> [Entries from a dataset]

>> Start

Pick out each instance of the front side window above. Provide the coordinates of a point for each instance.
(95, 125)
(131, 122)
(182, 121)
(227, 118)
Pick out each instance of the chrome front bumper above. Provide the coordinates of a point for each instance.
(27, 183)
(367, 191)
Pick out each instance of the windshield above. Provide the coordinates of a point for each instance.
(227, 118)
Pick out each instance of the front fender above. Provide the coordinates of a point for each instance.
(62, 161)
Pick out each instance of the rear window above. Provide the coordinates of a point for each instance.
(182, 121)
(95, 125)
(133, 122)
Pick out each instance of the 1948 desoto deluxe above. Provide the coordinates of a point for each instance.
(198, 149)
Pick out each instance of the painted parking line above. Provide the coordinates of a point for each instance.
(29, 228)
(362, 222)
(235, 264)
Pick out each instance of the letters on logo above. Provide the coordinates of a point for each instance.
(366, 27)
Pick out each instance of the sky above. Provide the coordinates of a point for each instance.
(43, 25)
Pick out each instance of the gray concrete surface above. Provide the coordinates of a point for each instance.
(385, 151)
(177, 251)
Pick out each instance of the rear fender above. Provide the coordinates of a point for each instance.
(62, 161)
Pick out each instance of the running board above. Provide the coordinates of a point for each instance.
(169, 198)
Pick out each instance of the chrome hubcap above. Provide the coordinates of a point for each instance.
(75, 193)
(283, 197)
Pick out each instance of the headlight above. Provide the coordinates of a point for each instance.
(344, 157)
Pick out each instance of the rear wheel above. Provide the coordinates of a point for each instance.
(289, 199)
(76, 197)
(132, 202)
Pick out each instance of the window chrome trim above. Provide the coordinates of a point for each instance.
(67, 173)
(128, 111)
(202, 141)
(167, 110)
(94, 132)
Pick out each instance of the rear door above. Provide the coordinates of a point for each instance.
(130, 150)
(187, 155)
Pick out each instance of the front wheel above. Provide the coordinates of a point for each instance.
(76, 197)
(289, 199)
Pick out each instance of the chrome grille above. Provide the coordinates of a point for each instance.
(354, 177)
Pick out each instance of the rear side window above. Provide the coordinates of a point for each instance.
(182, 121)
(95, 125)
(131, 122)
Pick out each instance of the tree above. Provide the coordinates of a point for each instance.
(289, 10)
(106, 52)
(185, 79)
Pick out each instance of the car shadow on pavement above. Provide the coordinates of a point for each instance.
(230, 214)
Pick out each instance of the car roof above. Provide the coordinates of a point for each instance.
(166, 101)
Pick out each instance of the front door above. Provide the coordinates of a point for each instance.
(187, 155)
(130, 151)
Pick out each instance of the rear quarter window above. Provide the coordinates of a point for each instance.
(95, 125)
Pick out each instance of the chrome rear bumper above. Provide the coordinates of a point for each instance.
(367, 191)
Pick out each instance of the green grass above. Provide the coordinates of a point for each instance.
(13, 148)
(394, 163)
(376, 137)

>> End

> [Aim of the exercise] Your task is to quote the listing above word for word.

> [The response]
Pick out each instance of the front side window above. Provide the coordinates of a point for each instance.
(95, 125)
(131, 122)
(182, 121)
(227, 118)
Pick out each instance of the chrome front bumper above. Provide the coordinates of a point for each instance.
(27, 183)
(367, 191)
Pick out each instance of the windshield above. Provide the coordinates of a point for each instance.
(227, 118)
Pick out each instance of the front fender above. Provide the coordinates of a point for each instance.
(62, 161)
Pick out each instance of the rear window above. Provide the coordinates of a point for each instance.
(182, 121)
(95, 125)
(133, 122)
Pick out each instance of the 1948 desoto deluxe above. Provide the coordinates of a point for each instance.
(198, 149)
Pick out each instance of the painted parking line above. Provide the coordinates of a point for each instance.
(29, 228)
(362, 222)
(235, 264)
Pick out each instance of the letters on logo above. Provide the coordinates of a point for each instance.
(366, 27)
Pick out each instance of the sky above. Provide the coordinates of a point for each instance.
(43, 25)
Pick out each instance of the gray concrete surface above. Provide the coordinates of a point for each instance.
(385, 151)
(177, 251)
Pick out each instance of the rear fender above. Provide the coordinates of a point for each instance.
(62, 161)
Pick out each instance of the running board above. Provide the coordinates of a point for each instance.
(169, 198)
Pick out each instance of the chrome hubcap above. Provide the coordinates of a point for each instance.
(75, 193)
(283, 197)
Pick out each instance of the headlight above. Provide the coordinates of a point for each instance.
(344, 157)
Pick out each instance of the rear wheel above. Provide the coordinates of a point for each instance.
(289, 199)
(76, 197)
(132, 202)
Pick out each instance of the window chrome trim above. Provide the coordinates of a point for each instance.
(67, 173)
(128, 111)
(202, 141)
(167, 110)
(94, 132)
Pick out each instance of the rear door above. Provide the coordinates of a point for each instance.
(130, 150)
(187, 155)
Pick out each instance of the front wheel above. Provide the coordinates of a point for each instance.
(76, 197)
(289, 199)
Pick out each instance of the chrome grille above. Provide the coordinates of a point for each instance.
(354, 177)
Pick out each instance of the rear side window above. Provide the coordinates of a point for each instance.
(182, 121)
(95, 125)
(131, 122)
Pick out each instance of the tree above. Provide the coordinates of a point for each instance.
(289, 10)
(106, 52)
(185, 79)
Pick out each instance of the car shadow on pavement above. Provide the coordinates of a point for each instance.
(230, 214)
Pick out each instance of the car roof above. Provide the coordinates of a point for each instance.
(166, 101)
Pick out each instance of the front door above. Provide the coordinates of a point for each instance.
(187, 155)
(130, 151)
Pick out each instance of the rear quarter window above. Provide the coordinates of a point for each instance.
(95, 125)
Pick out each instance of the chrome rear bumper above. Provide the coordinates of a point for each instance.
(367, 191)
Pick out each instance of the green grass above. Provide the coordinates of a point for each instance.
(13, 148)
(394, 163)
(376, 137)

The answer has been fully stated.